— START Given data —

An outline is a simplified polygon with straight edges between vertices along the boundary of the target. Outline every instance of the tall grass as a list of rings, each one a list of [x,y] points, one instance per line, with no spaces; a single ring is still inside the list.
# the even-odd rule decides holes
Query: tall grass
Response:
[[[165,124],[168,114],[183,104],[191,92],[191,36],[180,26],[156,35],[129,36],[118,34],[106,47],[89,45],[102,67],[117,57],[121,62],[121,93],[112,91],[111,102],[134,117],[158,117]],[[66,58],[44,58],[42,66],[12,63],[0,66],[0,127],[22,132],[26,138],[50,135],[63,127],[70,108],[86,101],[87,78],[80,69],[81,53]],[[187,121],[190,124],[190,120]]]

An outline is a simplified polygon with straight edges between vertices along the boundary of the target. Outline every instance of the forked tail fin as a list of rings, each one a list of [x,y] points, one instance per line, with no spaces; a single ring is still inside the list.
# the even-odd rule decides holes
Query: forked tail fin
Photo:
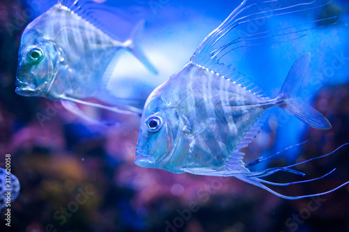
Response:
[[[311,54],[308,52],[295,62],[276,97],[276,100],[279,102],[278,106],[312,127],[329,129],[331,124],[328,120],[297,95],[309,66],[310,59]]]
[[[155,75],[158,74],[158,71],[155,67],[151,64],[148,58],[144,54],[142,49],[138,46],[138,38],[141,36],[140,35],[140,31],[144,26],[145,21],[142,20],[140,22],[137,26],[135,27],[131,33],[130,38],[128,40],[129,42],[127,48],[131,51],[131,52],[140,60],[148,70]]]

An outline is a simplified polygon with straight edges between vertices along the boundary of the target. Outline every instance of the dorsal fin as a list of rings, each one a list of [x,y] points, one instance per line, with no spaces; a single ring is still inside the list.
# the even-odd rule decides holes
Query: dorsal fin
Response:
[[[130,4],[134,3],[134,2],[135,1],[130,1]],[[134,4],[134,7],[130,7],[130,8],[135,9],[140,8],[138,5],[140,3],[136,3]],[[123,8],[121,6],[119,8],[117,8],[107,6],[105,3],[98,3],[87,0],[59,0],[58,5],[61,5],[66,8],[67,10],[71,10],[80,16],[82,19],[89,22],[117,41],[128,39],[128,38],[121,38],[123,37],[122,34],[125,33],[125,32],[121,31],[125,30],[126,26],[117,26],[119,24],[119,25],[122,24],[124,26],[127,24],[128,31],[129,31],[128,33],[129,33],[134,27],[134,26],[130,26],[130,24],[135,24],[138,22],[142,20],[142,18],[135,15],[136,14],[135,12],[135,10],[128,10],[126,7],[124,7],[124,6]],[[143,7],[144,11],[146,11],[146,6],[140,6],[140,7]],[[101,15],[101,13],[103,13],[103,16],[105,20],[102,20],[101,17],[95,16],[98,14]],[[112,26],[108,26],[110,22],[113,22],[112,24]],[[117,31],[112,31],[114,28],[117,28]]]
[[[313,23],[332,20],[334,17],[320,19],[292,26],[284,26],[272,31],[267,31],[260,27],[259,29],[260,31],[258,33],[249,34],[246,34],[246,32],[242,33],[245,31],[242,30],[241,26],[248,26],[249,24],[255,24],[258,20],[267,21],[278,16],[304,11],[315,11],[332,1],[328,1],[326,3],[319,6],[315,3],[318,0],[308,0],[301,3],[288,3],[286,6],[280,3],[279,1],[278,0],[243,1],[218,28],[205,38],[191,57],[191,61],[207,68],[210,63],[212,63],[212,59],[215,60],[215,63],[219,63],[221,58],[239,48],[292,41],[306,36],[306,31],[332,25],[312,26]],[[273,3],[274,4],[272,5]],[[268,10],[263,11],[260,10],[261,8]],[[222,39],[230,31],[235,32],[237,38],[233,38],[223,45],[218,45],[219,42],[225,42],[222,41]],[[239,34],[240,36],[238,36]],[[265,41],[266,39],[274,40]]]
[[[211,59],[209,62],[207,63],[206,67],[201,66],[200,65],[197,65],[205,68],[211,72],[216,73],[217,76],[221,77],[221,78],[223,77],[233,84],[241,86],[242,88],[250,91],[251,93],[259,98],[267,98],[267,95],[265,94],[262,88],[254,81],[249,77],[247,77],[244,73],[238,71],[236,68],[232,68],[231,65],[225,65],[223,63],[219,63],[218,59]]]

— END Given data —

▶ _What you should do_
Gather every line of the records above that contains the word "target", treating uppercase and lowercase letters as different.

▶ _Output below_
An outline is a simplified polygon with straight edges between vertices along the boundary of the target. Outline every instance of the tall grass as a list of rings, each one a list of [x,y] points, one instance per line, with no spaces; a single ring is still inside the list.
An outline is a simplified polygon with straight edges between vertices along the boundary of the target. Outline every instance of the forked tail fin as a list of rings, each one a list of [x,y] points, one instance per line, with no spaces; a single ring is still inside the list.
An outline is a simplified polygon with straight edges between vertices along the boundary of the target. Outline every instance of the dorsal fin as a list of rings, each one a list of [x,y] points, one instance per line, with no spaces; a single ring is still inside the list.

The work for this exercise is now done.